## Provided entries

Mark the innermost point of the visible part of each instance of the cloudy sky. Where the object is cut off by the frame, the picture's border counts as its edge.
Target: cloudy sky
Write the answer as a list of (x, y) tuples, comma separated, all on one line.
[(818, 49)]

==

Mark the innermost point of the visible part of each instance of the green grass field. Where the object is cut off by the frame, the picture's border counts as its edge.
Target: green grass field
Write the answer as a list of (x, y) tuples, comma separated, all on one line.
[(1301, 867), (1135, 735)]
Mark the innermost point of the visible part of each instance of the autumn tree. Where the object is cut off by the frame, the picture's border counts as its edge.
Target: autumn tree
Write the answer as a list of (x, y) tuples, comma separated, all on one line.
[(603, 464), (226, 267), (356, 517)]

...

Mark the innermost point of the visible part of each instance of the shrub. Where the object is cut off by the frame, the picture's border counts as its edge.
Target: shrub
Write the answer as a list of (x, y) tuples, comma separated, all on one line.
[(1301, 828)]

## Task description
Copy out every line in the entries above that contains the word "field".

## The completed task
Mark the innermost point of the visible part of each instance of the green grass field. Where the object is cut off by the frame, the picture's border counts as its edge.
Target: green grass field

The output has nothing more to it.